● **SELECTED EXTRACT**:
-------------------------

Location: ZM Saltillo
35 posts, read 186,855 times
Reputation: 15
Cool Parras,coahuila.

Santo Madero Church Panoramic View



Parras de la Fuente (English: Grapevines of the Fountain) is a city located in the southern part of the Mexican state of Coahuila. At the census of 2005, the population was 44,715. There are a large number of factories that produce denim, including a Dickies factory, and Parras is also a wine-making place. The city serves as the municipal seat of the surrounding municipality of the same name, which has an area of 9,271.7 km2 (3,579.8 sq mi).

Parras is called "The oasis" of the semidesert of Coahuila. One of the historic attractions of Parras is the Municipality Presidence, which is a replica of the State's Government Palace in Saltillo.

One of the main touristic attractions is the Hostal el Farol, the former house of General Raul Madero, and now a beautiful place to stay and eat.

-------------------------

Excerpts from a location annotation dataset
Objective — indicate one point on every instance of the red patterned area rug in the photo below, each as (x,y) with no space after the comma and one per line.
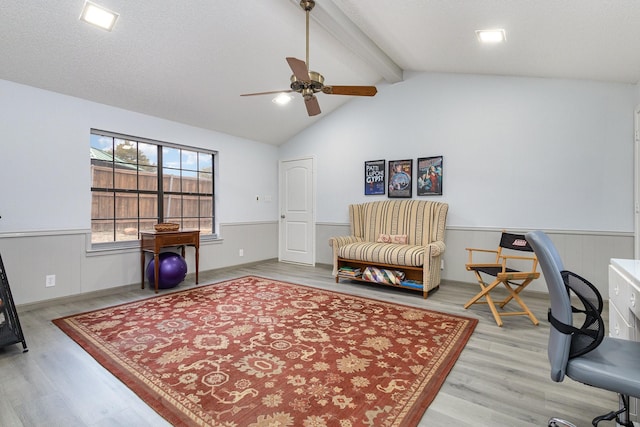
(260,352)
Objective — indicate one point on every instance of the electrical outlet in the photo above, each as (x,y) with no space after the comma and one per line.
(50,280)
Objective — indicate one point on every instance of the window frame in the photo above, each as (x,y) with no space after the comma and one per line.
(159,192)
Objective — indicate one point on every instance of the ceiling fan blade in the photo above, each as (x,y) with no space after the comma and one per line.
(299,69)
(267,93)
(350,90)
(313,108)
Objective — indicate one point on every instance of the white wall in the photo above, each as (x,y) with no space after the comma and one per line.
(46,197)
(560,151)
(44,164)
(519,153)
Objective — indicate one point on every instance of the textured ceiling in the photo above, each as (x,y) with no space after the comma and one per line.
(189,61)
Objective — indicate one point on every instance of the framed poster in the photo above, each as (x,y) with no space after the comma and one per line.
(374,177)
(429,176)
(400,178)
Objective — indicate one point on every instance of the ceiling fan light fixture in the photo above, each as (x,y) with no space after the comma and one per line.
(99,16)
(491,36)
(282,99)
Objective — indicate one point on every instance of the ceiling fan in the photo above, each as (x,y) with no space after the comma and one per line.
(308,83)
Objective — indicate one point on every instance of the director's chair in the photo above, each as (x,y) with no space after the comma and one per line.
(503,271)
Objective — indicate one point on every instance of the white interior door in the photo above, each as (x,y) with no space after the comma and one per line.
(297,211)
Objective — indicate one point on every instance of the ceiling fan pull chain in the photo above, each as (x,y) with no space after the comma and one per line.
(308,66)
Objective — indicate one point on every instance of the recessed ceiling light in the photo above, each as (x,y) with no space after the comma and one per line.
(99,16)
(282,99)
(491,36)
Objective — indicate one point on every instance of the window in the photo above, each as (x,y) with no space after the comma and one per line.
(136,183)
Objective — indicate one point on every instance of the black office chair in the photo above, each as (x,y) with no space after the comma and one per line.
(577,345)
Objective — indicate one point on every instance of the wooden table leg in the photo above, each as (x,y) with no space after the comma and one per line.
(197,262)
(156,269)
(142,257)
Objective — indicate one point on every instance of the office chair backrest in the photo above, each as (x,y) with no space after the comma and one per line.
(551,265)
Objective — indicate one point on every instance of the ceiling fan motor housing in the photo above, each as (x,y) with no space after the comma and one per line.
(315,83)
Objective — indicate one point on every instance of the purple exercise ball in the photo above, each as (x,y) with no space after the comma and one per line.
(172,270)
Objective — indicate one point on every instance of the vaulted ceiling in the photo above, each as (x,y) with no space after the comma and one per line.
(188,61)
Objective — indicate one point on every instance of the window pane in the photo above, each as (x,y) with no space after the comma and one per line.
(190,182)
(190,206)
(125,177)
(171,181)
(171,158)
(206,226)
(206,183)
(101,175)
(101,231)
(127,230)
(172,205)
(206,207)
(147,224)
(101,205)
(189,160)
(149,207)
(126,153)
(205,162)
(127,206)
(148,179)
(147,155)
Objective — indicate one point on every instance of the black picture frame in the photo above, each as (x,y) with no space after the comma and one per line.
(400,178)
(429,173)
(374,177)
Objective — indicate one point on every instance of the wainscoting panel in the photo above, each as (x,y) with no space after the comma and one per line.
(30,257)
(585,252)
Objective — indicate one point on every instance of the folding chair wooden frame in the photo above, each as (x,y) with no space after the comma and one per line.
(513,280)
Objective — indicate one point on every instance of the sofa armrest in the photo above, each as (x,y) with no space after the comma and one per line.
(436,248)
(336,243)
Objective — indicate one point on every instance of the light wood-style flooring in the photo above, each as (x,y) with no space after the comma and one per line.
(501,378)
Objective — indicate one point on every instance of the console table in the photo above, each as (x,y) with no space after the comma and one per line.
(624,309)
(154,241)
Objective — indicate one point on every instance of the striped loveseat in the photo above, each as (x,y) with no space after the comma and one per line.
(377,241)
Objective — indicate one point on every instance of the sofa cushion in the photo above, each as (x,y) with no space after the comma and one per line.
(393,238)
(384,253)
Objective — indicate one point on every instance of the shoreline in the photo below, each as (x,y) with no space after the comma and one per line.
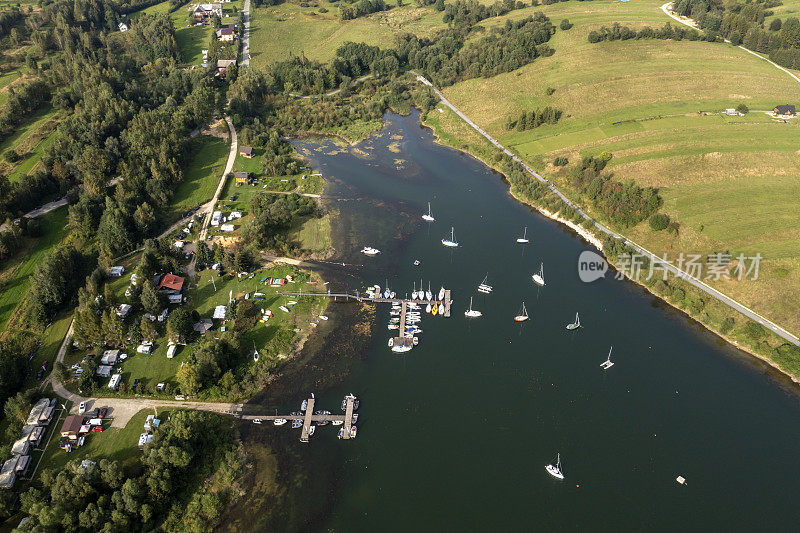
(592,239)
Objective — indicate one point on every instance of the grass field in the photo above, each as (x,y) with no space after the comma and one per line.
(201,175)
(278,32)
(654,104)
(16,276)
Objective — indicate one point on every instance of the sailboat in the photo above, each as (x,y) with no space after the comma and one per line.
(605,365)
(538,278)
(472,313)
(555,470)
(483,287)
(428,217)
(524,238)
(523,314)
(451,242)
(576,324)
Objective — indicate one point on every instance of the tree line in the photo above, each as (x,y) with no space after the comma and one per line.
(617,32)
(527,120)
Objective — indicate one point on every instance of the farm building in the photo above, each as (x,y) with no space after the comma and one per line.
(784,111)
(171,283)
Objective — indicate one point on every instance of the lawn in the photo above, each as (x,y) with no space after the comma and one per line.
(207,159)
(728,181)
(16,277)
(113,443)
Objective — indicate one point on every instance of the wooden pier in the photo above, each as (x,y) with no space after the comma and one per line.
(309,417)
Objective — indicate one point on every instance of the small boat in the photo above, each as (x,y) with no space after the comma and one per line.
(483,287)
(472,313)
(428,217)
(576,324)
(605,365)
(451,242)
(523,314)
(538,278)
(555,470)
(524,238)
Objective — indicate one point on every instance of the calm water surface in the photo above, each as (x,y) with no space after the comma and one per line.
(455,434)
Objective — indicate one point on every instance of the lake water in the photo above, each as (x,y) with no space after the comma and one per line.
(455,434)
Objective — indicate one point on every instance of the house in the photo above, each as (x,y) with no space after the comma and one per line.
(123,310)
(71,426)
(21,446)
(171,283)
(116,379)
(203,325)
(109,357)
(145,438)
(15,467)
(204,11)
(226,35)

-------------------------

● **PROBLEMS TO WORK ON**:
1. Reproduce word for word the part of the passage about Parras de la Fuente starting with "Parras is called" and going on through "stay and eat.".
2. Write what comes next in the passage about Parras de la Fuente, picking up after its final sentence.

● **RESPONSE LIST**:
1.
Parras is called "The oasis" of the semidesert of Coahuila. One of the historic attractions of Parras is the Municipality Presidence, which is a replica of the State's Government Palace in Saltillo.

One of the main touristic attractions is the Hostal el Farol, the former house of General Raul Madero, and now a beautiful place to stay and eat.

2.
The oldest winery in the Americas is in Parras de la Fuente and was founded by Lorenzo García in the 16th century.

For rest and recreation, Parras has bathing resorts; these bathing places were used to generate electric power for industry usage.

Among its man-made attractions are Santo Madero Church, which is located on an extinct volcano plug just north of the town, and San Ignacio de Loyola Church, which was built in the 17th century.

Parras was named a "Pueblo Mágico" in 2004.

Sister city
Grapevine, Texas, USA

Parras Summer Program in Spanish language and culture and appropriate technology. Program of Humboldt State University in Arcata, California.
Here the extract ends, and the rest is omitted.